SHORT EXERCISE 1
In the passage on cooking in Marrakech's medina, condense the paragraph beginning "Furthermore, in contrast to most transnational supermarkets" into a short bulleted list that keeps its main facts.

TEXT PROVIDED
---+---

For most domestic cooks in the medina of Marrakech with whom I currently work, the halalness of food products is taken for granted and embodied in daily practice rather than questioned and explicit. For these cooks, who are predominantly women preparing daily meals for their families, religion frames their everyday practices of food preparation, and as such demands respect for all edible produce. However, in light of ongoing changes of cooking practices related to shifting aspirations of younger generations, halal/haram distinctions are interpreted flexibly. Examples are new recipes that involve the use of vinegar or wine.

Furthermore, in contrast to most transnational supermarkets (both in European cities and in Marrakech), the food markets of Marrakech's medina are largely marked by the absence of labels, processed foods, packaging and general information about products. Nevertheless, local concepts of provenance that distinguish between beldi and rumi (broadly referring to local/home-grown as opposed to foreign/industrial) products and a tactical engagement with medina food markets, especially through establishing relations of trust with shopkeepers, allow cooks as consumers to identify what they consider proper food. Beyond that, the medina markets seem to necessitate a cook's bodily engagement with food commodities, for instance through touching grains or smelling spices, in order to evaluate the qualitative or religious properties of food.

In this contribution, I seek to explore the complex linkages and ongoing changes between embodiment, consumption and the religious dimensions of food production and preparation in Marrakech's medina – embedded in a larger economy of food. It is my aim to show how, apart from a rather taken for granted yet changing halal/haram distinction, the local concept of a beldi or rumi provenance of commodities is equally important to a cook's negotiation of food properties and determines to a large extend their tactics of consumption.

---+---

SHORT EXERCISE 2
Lay out the labeling entries below as a JSON list of strings, one string per line and no strings for blank lines.

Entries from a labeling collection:

---+---

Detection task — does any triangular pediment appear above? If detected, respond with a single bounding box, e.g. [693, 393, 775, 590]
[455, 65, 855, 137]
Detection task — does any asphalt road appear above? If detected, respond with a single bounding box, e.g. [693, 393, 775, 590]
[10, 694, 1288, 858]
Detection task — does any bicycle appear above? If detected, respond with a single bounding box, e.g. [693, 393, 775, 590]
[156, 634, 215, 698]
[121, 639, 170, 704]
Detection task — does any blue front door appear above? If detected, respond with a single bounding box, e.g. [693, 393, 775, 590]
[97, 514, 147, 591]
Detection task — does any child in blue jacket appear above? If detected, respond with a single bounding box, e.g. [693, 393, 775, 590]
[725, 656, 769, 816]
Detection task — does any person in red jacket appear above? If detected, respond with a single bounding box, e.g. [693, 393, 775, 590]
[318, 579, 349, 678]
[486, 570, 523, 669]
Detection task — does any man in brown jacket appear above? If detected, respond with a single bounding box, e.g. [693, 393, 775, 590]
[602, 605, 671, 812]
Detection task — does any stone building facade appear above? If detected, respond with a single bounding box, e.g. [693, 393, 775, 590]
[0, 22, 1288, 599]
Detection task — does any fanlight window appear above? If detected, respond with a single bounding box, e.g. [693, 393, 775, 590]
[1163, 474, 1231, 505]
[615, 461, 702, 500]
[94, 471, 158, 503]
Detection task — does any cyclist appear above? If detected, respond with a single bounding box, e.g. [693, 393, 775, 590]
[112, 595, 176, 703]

---+---

FINAL ANSWER 1
- Unlike most transnational supermarkets in European cities and Marrakech, the medina's food markets mostly lack labels, processed foods, packaging and general product information.
- Cooks still identify proper food through local ideas of provenance, which distinguish beldi (local/home-grown) from rumi (foreign/industrial) products, and through relations of trust with shopkeepers.
- The markets also seem to require bodily engagement, such as touching grains or smelling spices, to judge a food's qualitative or religious properties.

FINAL ANSWER 2
[
  "Detection task — does any triangular pediment appear above? If detected, respond with a single bounding box, e.g. [693, 393, 775, 590]",
  "[455, 65, 855, 137]",
  "Detection task — does any asphalt road appear above? If detected, respond with a single bounding box, e.g. [693, 393, 775, 590]",
  "[10, 694, 1288, 858]",
  "Detection task — does any bicycle appear above? If detected, respond with a single bounding box, e.g. [693, 393, 775, 590]",
  "[156, 634, 215, 698]",
  "[121, 639, 170, 704]",
  "Detection task — does any blue front door appear above? If detected, respond with a single bounding box, e.g. [693, 393, 775, 590]",
  "[97, 514, 147, 591]",
  "Detection task — does any child in blue jacket appear above? If detected, respond with a single bounding box, e.g. [693, 393, 775, 590]",
  "[725, 656, 769, 816]",
  "Detection task — does any person in red jacket appear above? If detected, respond with a single bounding box, e.g. [693, 393, 775, 590]",
  "[318, 579, 349, 678]",
  "[486, 570, 523, 669]",
  "Detection task — does any man in brown jacket appear above? If detected, respond with a single bounding box, e.g. [693, 393, 775, 590]",
  "[602, 605, 671, 812]",
  "Detection task — does any stone building facade appear above? If detected, respond with a single bounding box, e.g. [693, 393, 775, 590]",
  "[0, 22, 1288, 599]",
  "Detection task — does any fanlight window appear above? If detected, respond with a single bounding box, e.g. [693, 393, 775, 590]",
  "[1163, 474, 1231, 505]",
  "[615, 461, 702, 500]",
  "[94, 471, 158, 503]",
  "Detection task — does any cyclist appear above? If detected, respond with a single bounding box, e.g. [693, 393, 775, 590]",
  "[112, 595, 176, 703]"
]